Continue the news account of Austin's land development code lawsuit and appeal, starting after its final sentence.

Passage given:
Begin

By this point, the city had racked up $100,000 in outside legal costs associated with the case, according to invoices Scott Douglass & McConnico submitted to the city Law Department, which the Bulldog obtained with a public information request.

Steve Adler

But the defeat in court didn’t deter the council majority from pushing for the new land code. The LDC rewrite was a major priority for Mayor Steve Adler, Council Members Greg Casar, Jimmy Flannigan, and others who argued that the changes would boost housing supply and thereby bring down housing costs in the city.

Developer interests, in the meantime, were heavily backing Casar and Flannigan’s reelection campaigns and stood poised to invest in the denser corridors the LDC would establish. That in turn could boost the city’s tax base and put more money in city coffers. Neighborhood groups, on the other hand, feared that higher property valuations would boost property tax bills and bring larger, multi-unit townhomes or apartments into single-family neighborhoods.

Ann Kitchen

In a vote April 9, 2020, the council gave the law department a green light to appeal the ruling. Four council members opposed this decision: Alison Alter, Ann Kitchen, Leslie Pool, and Kathie Tovo. They wrote in a joint press release, “Today, a majority of the City Council chose to pursue what is likely to be a time-consuming and costly legal effort that we believe is an ill-timed expenditure of resources amid our current crisis.”

The appeal initially went to the Third Court of Appeals in Austin, before being transferred to the Fourteenth Court of Appeals in Houston under a routine caseload sharing arrangement.

That’s where the case remains today—awaiting further instruction from the court, or a ruling (Case No. 14-20-00356-CV). You may access appellate filings here.

Douglas Becker

Douglas Becker of Austin-based Gray Becker PC, the plaintiffs’ attorney, told the Bulldog by email Thursday, “The briefing is complete; the last brief was submitted in mid-October. We anticipate that the Court will set the case for oral argument since both sides requested it and it is an important case. If it wishes, the Court could decide not to have oral argument and issue its opinion based upon the briefs.”

“When will all that happen? No one knows. I’d guess in three to nine months, but it could be longer.”

Election consequences

While the appeals court was sitting on the matter, council politics shifted. Elections in November and December wiped out the pro-LDC majority, making the Acuña lawsuit largely politically moot—even if the appeals court rules in the city’s favor.

End

Data excerpt:

Begin

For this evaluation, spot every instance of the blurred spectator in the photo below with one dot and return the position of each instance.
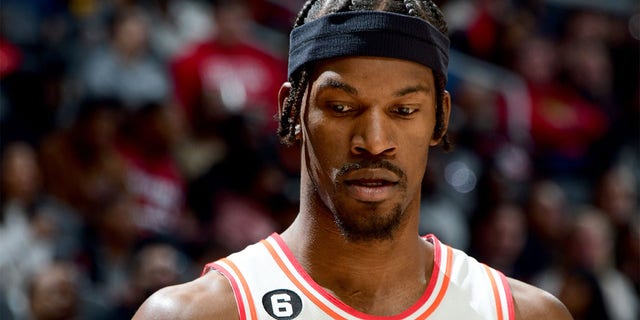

End

Exercise output:
In a reelection fight in District 7 in north-central Austin, incumbent Leslie Pool, a critic of the code rewrite, warded off a challenge from a pro-density, pro-LDC candidate, Morgan Witt, soundly defeating her November 3 with 67 percent of the votes.

Vanessa Fuentes

Meanwhile to the southeast, in an open race in District 2, Vanessa Fuentes pulled off a surprise win over three other candidates, including David Chincanchan, the favorite of developer donors. Fuentes replaces Delia Garza, a proponent of the new code who didn’t run for reelection after winning an election to become county attorney.

Fuentes ran as an opponent of the LDC, at least in its current form, without ruling out supporting a different version of it. She told the Bulldog in an interview during the campaign, “I want to see a fully funded anti-displacement program, I want more measures in place to help preserve affordable housing that we have—gentrification and displacement are two significant issues for District 2.”

Mackenzie Kelly

Another pro-LDC council member, Jimmy Flannigan, lost his seat in the northwest District 6 in a December 15 runoff against Mackenzie Kelly, also an opponent of the LDC. During the campaign, Kelly said she would support adding density “in the right places,” but was inclined to side with property owners if they had concerns about zoning changes. Kelly also said the city shouldn’t be appealing the Acuña case: “If the city had done things right the first time, we wouldn’t have had to go to litigation, and we wouldn’t be spending the tax dollars to fight it.”

Given these election outcomes, Mayor Steve Adler, himself an attorney, admitted in a recent Austin American-Statesman article that the balance of power on the issue had shifted on council. But he still expressed reluctance to end the Acuña litigation, “saying he thinks a higher court’s opinion is needed to clear up a law he says is vague,” according to the report.

Perhaps Adler is hoping that a ruling in the city’s favor at least will leave open the possibility of a new consensus emerging on the LDC, even if it’s not exactly clear yet what that might look like.

Hypothetically, one or both of the new council members could be persuaded to support a watered-down version of the existing draft. In that case, Adler would again have a majority in favor of a rewrite. But without a favorable court ruling, a mere three council members could block the citywide rewrite and force changes to be made in a piecemeal fashion.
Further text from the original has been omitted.